2000年初頭には、太めの力強いセルフレームが一世を風靡したが、ここ最近は“細セル”へと潮目が変わってきた。レンズカラーも、今やペールトーンがもっぱら。藤井さんも以前から、やや小さめかつ細身のフレームで、薄色のレンズを物色していたところアヤメへと行き着いた。
「アヤメはとても細かいところまで計算し、プロダクトへ落とし込んでいる。そんなモノづくりにも共感します」。
フレームの一般的な呼び名をダイレクトにモデル名へと反映させたこちらは、ブランドのテーマでもある“温故知新”を地でいくような一本だ。
ボストンの由来は、アメリカ東海岸のエリート学生たちが愛用したことから彼らと縁のある地名が付けられたと言われている。
伝統的フレームではあるが、アヤメの場合はブリッジラインをやや上目に設定することでブロウラインがまっすぐに見えるため、従来のものと比較すると玉型が強調されず、顔へすんなり溶け込むように設計されている。リボン型の鋲や、太→細と変化をつけたテンプルもアクセントとなり、横のラインをスッキリ見せる。
しかも、「こちらは目が透けるくらいのブルーレンズですから、より自然に掛けられます」とのこと。
 

【2本目】小さなメタルが大きな違いを演出

ブランのオブセッション ヴィンテージ
ブランの「オブセッション ヴィンテージ」。
プラスチックとメタルのコンビフレームは、プラスチックフレームの強めな印象を残しながら、メタルによるシャープさ、知的さもアピールできるクラシックメガネの代表格。ブロウラインのみプラスチック、またはテンプルのみがメタルというのが一般的ななか、藤井さんの2本目はブリッジのみがメタルという変わり種。
「ちょうど鼻に当たる部分が金属のものを探していました。すんなり鼻に引っかかってくれるのと、フロントデザインにメタルが入ることでまた違った印象にもなりますね」。

§ 表示された行:
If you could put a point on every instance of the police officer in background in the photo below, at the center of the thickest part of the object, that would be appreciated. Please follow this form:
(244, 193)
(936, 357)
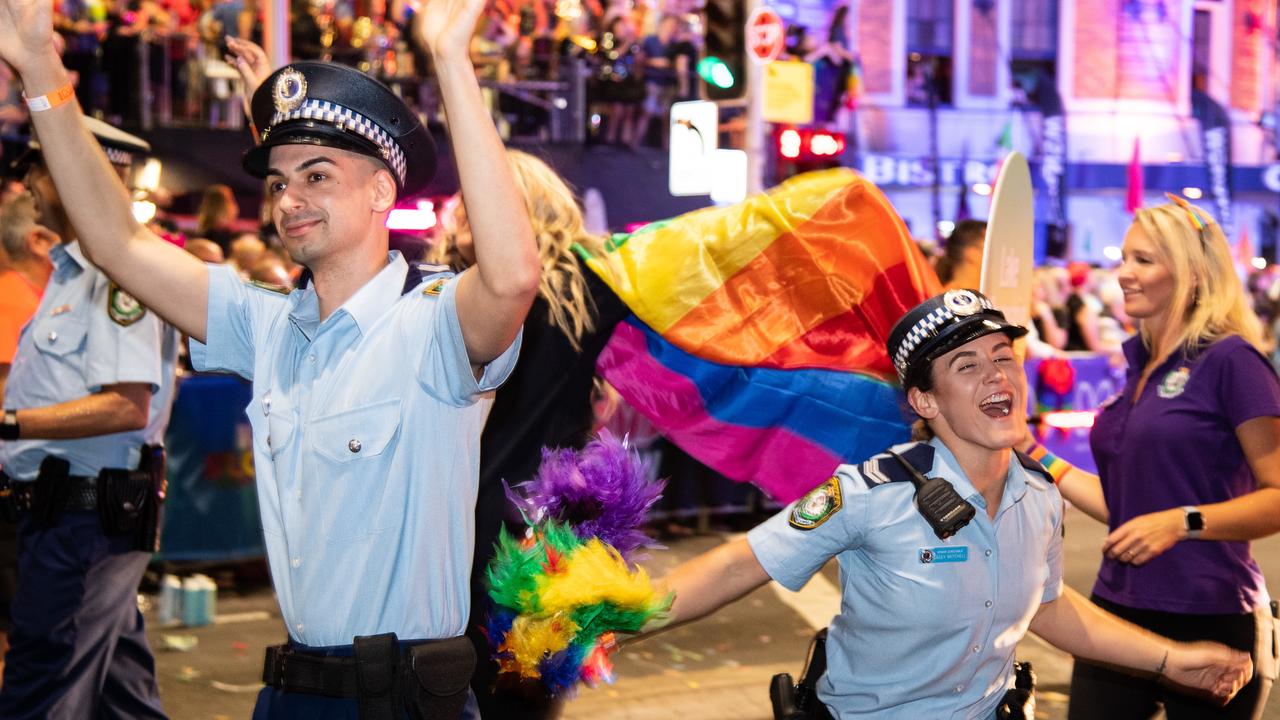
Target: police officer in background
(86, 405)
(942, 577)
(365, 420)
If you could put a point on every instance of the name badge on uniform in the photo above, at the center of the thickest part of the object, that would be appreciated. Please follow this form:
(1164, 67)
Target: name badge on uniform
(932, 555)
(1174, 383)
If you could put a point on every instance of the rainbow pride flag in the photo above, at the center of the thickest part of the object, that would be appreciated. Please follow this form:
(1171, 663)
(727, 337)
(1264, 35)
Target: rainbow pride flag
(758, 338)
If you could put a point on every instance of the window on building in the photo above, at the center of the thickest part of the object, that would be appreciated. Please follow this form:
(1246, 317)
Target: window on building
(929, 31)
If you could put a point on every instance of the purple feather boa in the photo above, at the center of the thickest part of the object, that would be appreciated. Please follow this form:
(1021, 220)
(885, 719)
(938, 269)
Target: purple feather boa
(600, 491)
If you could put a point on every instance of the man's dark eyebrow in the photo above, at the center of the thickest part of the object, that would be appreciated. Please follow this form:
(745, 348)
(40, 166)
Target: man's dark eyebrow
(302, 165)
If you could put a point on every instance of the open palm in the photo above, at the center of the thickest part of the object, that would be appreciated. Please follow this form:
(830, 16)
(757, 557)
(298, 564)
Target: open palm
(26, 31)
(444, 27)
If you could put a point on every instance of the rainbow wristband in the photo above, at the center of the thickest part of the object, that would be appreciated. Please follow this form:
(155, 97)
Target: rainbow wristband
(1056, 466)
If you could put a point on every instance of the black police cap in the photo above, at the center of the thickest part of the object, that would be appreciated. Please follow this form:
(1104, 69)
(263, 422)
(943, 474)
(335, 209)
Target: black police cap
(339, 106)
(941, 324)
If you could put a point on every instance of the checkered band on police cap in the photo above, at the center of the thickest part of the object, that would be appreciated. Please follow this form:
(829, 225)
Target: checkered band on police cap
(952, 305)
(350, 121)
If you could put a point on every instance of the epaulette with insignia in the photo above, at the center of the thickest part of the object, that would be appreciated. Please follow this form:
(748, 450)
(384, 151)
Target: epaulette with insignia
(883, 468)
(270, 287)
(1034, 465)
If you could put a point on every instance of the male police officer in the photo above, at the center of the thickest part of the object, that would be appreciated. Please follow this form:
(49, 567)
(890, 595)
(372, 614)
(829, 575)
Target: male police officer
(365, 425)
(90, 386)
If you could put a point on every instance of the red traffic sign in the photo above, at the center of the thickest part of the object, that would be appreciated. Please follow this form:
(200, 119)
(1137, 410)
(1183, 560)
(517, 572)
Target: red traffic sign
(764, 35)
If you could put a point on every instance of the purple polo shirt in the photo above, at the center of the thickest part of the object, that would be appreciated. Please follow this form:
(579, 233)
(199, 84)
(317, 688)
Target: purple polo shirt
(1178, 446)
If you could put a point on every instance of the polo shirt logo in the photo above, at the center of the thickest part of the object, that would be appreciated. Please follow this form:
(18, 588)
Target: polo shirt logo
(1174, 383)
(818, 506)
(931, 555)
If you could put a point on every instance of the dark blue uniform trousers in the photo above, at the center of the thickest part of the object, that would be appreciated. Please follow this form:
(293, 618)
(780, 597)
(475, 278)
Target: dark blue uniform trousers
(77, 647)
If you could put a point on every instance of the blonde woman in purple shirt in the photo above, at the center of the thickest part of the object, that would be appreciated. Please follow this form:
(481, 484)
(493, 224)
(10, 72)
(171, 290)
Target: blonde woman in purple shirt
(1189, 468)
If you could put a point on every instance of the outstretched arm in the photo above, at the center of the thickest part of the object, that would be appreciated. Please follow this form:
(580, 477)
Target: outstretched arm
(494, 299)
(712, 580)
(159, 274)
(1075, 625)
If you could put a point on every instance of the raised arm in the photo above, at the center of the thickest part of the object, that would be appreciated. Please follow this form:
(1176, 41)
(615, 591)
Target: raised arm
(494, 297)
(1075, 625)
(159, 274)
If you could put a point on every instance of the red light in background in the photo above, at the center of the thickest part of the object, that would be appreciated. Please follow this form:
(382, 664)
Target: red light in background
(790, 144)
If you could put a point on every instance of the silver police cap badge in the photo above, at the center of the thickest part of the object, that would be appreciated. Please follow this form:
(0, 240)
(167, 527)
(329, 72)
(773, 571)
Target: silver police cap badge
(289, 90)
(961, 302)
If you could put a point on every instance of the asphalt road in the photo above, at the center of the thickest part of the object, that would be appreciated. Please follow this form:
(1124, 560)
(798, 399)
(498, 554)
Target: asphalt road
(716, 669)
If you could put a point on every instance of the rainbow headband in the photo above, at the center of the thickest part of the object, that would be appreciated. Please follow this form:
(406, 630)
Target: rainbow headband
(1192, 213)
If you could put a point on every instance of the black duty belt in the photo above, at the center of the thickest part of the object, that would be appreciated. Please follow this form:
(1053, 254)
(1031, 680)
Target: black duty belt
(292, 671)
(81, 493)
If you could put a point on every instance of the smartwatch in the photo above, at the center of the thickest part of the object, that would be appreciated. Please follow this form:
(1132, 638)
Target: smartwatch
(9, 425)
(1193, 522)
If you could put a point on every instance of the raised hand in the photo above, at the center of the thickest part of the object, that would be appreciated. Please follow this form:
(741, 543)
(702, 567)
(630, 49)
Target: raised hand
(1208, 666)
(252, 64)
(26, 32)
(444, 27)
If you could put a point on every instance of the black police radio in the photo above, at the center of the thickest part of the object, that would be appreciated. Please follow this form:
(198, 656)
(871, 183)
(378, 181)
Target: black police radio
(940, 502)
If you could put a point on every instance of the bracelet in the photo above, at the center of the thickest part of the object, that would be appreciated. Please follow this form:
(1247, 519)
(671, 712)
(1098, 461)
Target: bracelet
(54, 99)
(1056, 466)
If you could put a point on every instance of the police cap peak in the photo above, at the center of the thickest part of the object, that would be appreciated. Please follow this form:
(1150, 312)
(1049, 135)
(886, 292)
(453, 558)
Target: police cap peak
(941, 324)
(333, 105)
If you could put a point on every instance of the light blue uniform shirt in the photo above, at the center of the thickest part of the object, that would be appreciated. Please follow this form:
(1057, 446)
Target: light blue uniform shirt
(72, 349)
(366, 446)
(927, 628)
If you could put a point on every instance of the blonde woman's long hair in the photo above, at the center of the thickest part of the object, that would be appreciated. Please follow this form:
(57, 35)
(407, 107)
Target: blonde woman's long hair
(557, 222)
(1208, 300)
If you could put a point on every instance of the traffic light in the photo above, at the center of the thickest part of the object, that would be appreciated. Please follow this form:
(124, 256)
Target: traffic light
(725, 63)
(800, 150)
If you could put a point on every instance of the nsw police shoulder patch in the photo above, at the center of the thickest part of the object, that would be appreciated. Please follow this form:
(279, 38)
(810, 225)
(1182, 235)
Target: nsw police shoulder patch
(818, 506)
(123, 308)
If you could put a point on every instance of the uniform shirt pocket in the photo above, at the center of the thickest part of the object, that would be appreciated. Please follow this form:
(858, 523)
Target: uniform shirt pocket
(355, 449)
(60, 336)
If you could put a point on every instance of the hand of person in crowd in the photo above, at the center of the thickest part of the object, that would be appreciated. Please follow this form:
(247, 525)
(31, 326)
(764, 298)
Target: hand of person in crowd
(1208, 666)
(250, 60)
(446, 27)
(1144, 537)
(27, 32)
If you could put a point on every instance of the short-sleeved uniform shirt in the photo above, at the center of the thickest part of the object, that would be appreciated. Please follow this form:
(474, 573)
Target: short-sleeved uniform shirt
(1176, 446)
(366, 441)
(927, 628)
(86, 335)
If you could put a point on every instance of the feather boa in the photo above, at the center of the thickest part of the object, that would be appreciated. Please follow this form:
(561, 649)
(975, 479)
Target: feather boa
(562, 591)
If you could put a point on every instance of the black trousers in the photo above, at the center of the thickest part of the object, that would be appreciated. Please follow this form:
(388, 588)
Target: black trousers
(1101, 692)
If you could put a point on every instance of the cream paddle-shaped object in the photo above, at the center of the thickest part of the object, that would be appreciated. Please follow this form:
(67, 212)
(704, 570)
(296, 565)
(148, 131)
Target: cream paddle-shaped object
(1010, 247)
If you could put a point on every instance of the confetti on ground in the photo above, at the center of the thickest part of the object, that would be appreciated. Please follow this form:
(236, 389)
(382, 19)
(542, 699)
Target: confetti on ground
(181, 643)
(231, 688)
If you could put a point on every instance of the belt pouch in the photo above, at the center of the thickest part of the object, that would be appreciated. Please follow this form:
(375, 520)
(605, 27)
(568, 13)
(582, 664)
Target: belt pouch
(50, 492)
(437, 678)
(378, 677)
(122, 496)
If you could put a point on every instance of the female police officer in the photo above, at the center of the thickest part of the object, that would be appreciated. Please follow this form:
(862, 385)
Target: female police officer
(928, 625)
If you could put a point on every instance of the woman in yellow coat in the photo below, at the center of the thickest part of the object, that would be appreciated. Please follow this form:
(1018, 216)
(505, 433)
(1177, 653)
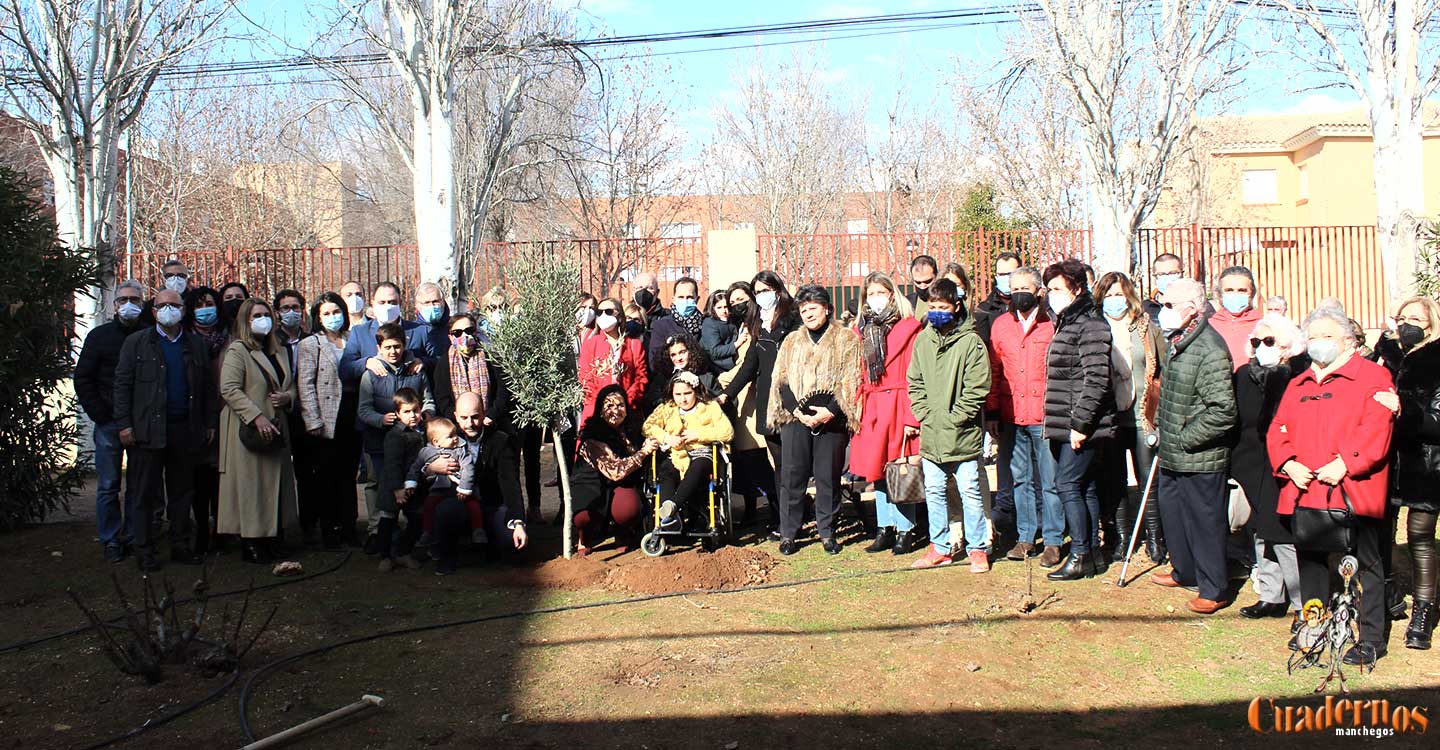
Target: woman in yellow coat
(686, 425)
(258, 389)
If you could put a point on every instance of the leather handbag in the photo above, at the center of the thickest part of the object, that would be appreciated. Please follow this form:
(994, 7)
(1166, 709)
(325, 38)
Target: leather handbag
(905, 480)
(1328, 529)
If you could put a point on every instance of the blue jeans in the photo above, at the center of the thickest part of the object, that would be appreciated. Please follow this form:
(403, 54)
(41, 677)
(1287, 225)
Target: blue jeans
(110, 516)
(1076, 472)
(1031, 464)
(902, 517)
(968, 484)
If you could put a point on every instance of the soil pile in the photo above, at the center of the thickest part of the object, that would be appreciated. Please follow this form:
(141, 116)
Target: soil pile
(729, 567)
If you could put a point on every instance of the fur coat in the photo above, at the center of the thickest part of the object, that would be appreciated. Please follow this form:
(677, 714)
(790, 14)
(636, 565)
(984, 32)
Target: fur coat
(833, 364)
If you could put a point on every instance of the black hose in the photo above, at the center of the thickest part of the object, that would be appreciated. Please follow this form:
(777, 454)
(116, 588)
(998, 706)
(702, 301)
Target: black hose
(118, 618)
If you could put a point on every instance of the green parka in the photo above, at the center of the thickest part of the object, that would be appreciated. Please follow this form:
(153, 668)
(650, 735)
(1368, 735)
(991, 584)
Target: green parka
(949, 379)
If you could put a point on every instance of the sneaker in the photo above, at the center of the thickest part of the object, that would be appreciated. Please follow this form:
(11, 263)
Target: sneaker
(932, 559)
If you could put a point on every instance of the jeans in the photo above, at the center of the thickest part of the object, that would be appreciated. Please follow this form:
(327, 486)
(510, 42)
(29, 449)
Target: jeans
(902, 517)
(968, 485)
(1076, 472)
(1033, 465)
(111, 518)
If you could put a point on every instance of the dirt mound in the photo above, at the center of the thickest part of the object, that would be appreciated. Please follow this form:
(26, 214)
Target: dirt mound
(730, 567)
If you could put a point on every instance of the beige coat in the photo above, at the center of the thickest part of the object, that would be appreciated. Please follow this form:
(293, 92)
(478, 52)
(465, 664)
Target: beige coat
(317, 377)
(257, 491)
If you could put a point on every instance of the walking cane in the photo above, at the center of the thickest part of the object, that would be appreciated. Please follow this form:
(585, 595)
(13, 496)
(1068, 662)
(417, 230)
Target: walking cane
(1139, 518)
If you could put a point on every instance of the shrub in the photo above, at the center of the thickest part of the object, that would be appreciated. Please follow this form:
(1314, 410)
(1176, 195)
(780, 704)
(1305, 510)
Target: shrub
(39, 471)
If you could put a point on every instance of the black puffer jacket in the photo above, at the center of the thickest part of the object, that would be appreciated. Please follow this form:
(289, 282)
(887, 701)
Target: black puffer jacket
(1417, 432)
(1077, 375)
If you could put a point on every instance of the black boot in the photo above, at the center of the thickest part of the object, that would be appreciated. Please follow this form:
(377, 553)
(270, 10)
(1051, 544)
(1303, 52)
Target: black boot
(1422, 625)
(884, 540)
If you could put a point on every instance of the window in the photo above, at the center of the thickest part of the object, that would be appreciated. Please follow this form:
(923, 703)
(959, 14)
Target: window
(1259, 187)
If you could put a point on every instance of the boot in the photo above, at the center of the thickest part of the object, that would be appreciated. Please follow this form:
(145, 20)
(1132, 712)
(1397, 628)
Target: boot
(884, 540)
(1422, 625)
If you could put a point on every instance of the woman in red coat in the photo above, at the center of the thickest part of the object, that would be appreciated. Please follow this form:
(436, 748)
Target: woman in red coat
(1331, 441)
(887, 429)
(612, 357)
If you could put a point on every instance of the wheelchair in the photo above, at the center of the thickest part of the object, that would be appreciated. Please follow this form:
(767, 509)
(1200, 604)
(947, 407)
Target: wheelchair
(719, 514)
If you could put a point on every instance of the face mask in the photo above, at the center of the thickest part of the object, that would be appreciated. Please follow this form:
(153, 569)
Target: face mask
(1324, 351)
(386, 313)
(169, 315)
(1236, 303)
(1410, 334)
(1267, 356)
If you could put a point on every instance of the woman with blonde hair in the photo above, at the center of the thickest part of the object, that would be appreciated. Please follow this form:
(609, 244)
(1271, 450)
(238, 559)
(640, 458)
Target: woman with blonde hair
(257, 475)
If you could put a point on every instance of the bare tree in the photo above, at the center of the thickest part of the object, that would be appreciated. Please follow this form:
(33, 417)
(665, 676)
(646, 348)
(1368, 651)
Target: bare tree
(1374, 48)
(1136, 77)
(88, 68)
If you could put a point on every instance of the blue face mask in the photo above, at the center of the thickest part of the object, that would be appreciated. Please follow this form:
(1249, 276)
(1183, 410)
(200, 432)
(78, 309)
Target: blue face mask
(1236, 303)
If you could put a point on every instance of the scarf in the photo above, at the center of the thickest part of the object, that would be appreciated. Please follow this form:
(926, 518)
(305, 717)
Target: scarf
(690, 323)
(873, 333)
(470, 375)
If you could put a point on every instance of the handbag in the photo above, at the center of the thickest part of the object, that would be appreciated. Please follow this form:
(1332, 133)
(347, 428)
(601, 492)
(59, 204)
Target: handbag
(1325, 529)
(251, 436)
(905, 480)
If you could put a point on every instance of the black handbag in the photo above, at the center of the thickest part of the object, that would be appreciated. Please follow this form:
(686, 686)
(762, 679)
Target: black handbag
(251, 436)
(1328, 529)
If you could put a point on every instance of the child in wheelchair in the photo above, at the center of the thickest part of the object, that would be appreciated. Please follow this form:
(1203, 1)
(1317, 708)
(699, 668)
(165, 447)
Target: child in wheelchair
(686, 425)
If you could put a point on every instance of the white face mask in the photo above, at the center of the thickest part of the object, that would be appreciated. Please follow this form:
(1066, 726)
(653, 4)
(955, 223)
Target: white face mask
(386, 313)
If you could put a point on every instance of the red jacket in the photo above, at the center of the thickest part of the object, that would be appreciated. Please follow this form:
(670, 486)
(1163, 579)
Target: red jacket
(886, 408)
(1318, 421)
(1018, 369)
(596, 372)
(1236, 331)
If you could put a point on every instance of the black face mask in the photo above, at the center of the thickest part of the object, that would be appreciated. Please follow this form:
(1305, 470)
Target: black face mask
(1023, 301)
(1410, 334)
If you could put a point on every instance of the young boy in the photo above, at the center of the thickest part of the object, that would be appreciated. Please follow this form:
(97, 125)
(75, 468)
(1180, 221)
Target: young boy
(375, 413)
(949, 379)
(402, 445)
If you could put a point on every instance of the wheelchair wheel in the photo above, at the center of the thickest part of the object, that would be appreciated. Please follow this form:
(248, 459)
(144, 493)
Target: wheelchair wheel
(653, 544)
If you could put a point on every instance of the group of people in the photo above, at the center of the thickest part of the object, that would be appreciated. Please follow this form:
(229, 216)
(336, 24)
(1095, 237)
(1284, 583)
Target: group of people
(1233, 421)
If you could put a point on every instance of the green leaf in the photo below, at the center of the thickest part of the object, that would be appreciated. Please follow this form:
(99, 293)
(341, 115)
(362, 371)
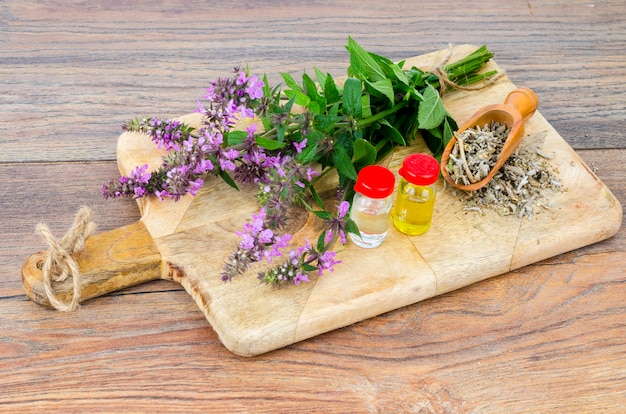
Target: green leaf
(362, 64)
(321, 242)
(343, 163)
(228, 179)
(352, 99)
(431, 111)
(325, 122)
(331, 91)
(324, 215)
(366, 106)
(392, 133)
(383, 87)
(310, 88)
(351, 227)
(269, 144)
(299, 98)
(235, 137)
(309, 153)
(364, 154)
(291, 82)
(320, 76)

§ 取り組む内容: 提示された文章のうち、「伝統的フレームではあるが、ア」から始まり「のみがメタルという変わり種。」で終わる部分を、一字一句変えずに出力しなさい。

§ 解答:
伝統的フレームではあるが、アヤメの場合はブリッジラインをやや上目に設定することでブロウラインがまっすぐに見えるため、従来のものと比較すると玉型が強調されず、顔へすんなり溶け込むように設計されている。リボン型の鋲や、太→細と変化をつけたテンプルもアクセントとなり、横のラインをスッキリ見せる。
しかも、「こちらは目が透けるくらいのブルーレンズですから、より自然に掛けられます」とのこと。
 

【2本目】小さなメタルが大きな違いを演出

ブランのオブセッション ヴィンテージ
ブランの「オブセッション ヴィンテージ」。
プラスチックとメタルのコンビフレームは、プラスチックフレームの強めな印象を残しながら、メタルによるシャープさ、知的さもアピールできるクラシックメガネの代表格。ブロウラインのみプラスチック、またはテンプルのみがメタルというのが一般的ななか、藤井さんの2本目はブリッジのみがメタルという変わり種。